··· Extract to read
In the example shown in FIG. 2, the network may represent the communications system 100 and the network devices may represent 110 a, 110 b, 110 c, 110 d, 110 e and 110 f that are described with reference to FIG. 1. The resource utilization data 200 may be stored in controller 120. In a network device 220, the resource utilization data 230 may be collected by one or more instructions or processes that are running on the network device and are used for power management on the network device. The instructions or processes that are used for power management on a network device may transmit the collected resource utilization data 230 to the controller 120 over the LAN 170.
The resource utilization data 200 collected from the network devices may be used by the controller for measurements on resource utilization and to determine network policies based on the analysis of the measurements. For example, data may be collected at 08:05:00 hours 211 for server 1 221 showing 50% utilization 231. The server 1 221 may represent the network devices 110 a, 110 b, 110 c, 110 d, 110 e and 110 f. The resource utilization 231 may represent the percentage utilization of CPU capacity of server 1 221 at 08:05:00 hours 211. As an alternative, the resource utilization 231 may represent the percentage link level utilization of a link that is connected to a specified port on server 1 221 at 08:05:00 hours 211.
······
··· Records
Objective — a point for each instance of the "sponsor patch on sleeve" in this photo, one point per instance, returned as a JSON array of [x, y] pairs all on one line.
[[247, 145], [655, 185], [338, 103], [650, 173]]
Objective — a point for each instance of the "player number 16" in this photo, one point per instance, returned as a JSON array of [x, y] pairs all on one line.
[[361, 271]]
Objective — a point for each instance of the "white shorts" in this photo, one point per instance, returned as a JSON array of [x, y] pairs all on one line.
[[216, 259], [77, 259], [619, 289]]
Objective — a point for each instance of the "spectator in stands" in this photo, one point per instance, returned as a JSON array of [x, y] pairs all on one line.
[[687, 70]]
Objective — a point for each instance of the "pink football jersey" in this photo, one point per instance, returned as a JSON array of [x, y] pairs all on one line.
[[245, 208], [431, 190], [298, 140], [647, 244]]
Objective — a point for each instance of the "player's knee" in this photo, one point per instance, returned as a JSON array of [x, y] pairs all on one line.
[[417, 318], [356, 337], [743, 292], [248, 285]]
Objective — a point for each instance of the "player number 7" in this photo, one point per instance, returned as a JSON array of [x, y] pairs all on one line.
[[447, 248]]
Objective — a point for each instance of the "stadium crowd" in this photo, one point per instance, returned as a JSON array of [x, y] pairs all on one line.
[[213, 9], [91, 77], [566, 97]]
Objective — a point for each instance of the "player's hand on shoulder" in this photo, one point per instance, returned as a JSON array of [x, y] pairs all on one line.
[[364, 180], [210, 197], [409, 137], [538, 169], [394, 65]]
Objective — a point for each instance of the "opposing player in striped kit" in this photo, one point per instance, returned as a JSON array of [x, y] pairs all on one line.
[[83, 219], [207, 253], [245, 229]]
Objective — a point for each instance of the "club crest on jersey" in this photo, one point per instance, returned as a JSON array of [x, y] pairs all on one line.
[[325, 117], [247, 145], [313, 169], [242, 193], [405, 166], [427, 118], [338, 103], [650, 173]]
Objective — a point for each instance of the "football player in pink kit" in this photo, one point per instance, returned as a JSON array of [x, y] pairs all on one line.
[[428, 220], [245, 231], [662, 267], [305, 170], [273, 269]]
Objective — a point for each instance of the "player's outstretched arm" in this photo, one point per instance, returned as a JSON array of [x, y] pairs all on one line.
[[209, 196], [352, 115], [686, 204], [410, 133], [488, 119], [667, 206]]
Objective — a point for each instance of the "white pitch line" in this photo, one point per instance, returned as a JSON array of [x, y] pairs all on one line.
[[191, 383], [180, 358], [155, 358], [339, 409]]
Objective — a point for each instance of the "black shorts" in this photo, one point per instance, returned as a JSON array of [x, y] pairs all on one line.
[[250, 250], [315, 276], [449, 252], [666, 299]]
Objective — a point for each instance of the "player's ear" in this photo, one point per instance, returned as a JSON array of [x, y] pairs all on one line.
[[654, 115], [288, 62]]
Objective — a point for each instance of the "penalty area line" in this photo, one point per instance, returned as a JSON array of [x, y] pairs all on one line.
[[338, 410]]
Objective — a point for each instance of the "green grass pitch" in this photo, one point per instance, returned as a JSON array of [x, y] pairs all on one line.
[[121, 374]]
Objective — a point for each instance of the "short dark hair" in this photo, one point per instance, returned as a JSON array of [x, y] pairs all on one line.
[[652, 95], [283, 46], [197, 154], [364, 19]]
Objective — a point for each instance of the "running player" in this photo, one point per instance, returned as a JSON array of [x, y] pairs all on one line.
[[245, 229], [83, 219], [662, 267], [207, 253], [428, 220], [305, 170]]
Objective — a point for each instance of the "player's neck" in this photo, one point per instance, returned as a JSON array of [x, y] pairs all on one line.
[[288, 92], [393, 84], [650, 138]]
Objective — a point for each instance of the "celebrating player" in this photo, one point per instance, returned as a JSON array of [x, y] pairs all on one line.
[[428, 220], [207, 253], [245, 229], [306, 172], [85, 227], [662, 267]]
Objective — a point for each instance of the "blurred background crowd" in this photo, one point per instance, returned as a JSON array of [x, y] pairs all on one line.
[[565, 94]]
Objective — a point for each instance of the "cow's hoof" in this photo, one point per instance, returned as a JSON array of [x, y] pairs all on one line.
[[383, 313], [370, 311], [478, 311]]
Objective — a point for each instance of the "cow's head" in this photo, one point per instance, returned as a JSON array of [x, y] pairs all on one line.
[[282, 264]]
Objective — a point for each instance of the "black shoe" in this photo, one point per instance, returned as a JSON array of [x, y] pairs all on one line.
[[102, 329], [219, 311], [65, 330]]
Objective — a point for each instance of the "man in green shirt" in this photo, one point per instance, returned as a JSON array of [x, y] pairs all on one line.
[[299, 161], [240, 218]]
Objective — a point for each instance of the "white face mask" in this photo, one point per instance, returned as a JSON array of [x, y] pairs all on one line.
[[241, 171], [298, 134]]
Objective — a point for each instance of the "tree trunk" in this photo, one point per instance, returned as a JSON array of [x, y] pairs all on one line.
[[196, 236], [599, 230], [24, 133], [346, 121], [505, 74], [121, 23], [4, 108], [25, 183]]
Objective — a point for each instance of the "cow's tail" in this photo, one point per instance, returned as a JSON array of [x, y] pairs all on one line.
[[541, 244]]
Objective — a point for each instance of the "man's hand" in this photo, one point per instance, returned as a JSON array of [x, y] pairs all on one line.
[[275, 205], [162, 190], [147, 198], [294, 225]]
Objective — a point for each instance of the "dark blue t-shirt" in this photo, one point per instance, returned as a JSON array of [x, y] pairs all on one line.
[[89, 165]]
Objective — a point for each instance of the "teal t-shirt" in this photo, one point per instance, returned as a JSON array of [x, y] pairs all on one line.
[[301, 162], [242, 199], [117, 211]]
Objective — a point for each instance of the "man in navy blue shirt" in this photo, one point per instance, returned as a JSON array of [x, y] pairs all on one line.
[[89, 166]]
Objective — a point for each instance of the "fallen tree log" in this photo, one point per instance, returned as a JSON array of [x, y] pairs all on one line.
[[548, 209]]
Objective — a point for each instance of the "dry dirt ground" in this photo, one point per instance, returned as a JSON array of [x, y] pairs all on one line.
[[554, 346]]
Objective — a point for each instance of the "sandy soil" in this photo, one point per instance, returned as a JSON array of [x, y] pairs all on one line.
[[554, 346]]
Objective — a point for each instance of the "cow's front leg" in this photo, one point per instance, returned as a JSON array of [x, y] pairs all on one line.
······
» **Stated goal 1**:
Condense the paragraph of the passage on resource utilization data that begins "The resource utilization data 200 collected" into a short bulleted list that keeps its main facts.
» **Stated goal 2**:
Write the next few sentences of the passage on resource utilization data, starting right after its final sentence.
These items were taken from a separate source.

» **Exercise answer 1**:
- The controller uses resource utilization data 200 from the network devices to measure resource utilization and to set network policies based on analysis of those measurements.
- Example: data collected at 08:05:00 hours 211 for server 1 221 shows 50% utilization 231.
- Server 1 221 may represent network devices 110 a, 110 b, 110 c, 110 d, 110 e and 110 f.
- Utilization 231 may be the percentage of server 1's CPU capacity in use at 08:05:00 hours 211.
- Alternatively, it may be the percentage link level utilization of a link connected to a specified port on server 1 at that time.

» **Exercise answer 2**:
In another implementation, the resource utilization data may be collected for day of the week, in addition to or instead of, time of day. The resource for which the utilization data 230 is collected from a network device 220 may be represented as power consumption per server, CPU capacity/utilization, memory utilization, disk utilization, traffic utilization in terms of packets per second, link capacity, link utilization, interface capacity and interface utilization. In addition to the data collected for the resources, measurements may be collected for one or more environmental parameters.
FIG. 3 illustrates an example of a system 300 that is used computing network policies for power management in a network. The system 300 may be implemented, for example, using the controller 120 in communications system 100. System 300 comprises a measurement collector 310 that is connected to an analyzer 320. The analyzer 320 receives inputs from a service level agreements database 330 and a historical data database 340. The output of the analyzer is sent to a policy determination engine 350. The policy determination engine 360 also receives input from a routing engine 360 and sends its output to a transmitter 370 is that connected to network devices.
The measurement collector 310 may comprise one or more processes that receive resource utilization data from network devices in the network. For example, measurement collector 310 may be processes running in the controller 120 that receive resource utilization data from network devices 110 a, 110 b, 110 c, 110 d, 110 e and 110 f in communications system 100. Measurement collector 310 may process the resource utilization data and generate measurements on the processed data, for example in the form of resource utilization data 200 that is described with reference to FIG. 2. Measurement collector 310 may characterize the measurements by specific time periods, for example time-of-day or day-of-week. The collected data and measurements may be accessed by the analyzer 320.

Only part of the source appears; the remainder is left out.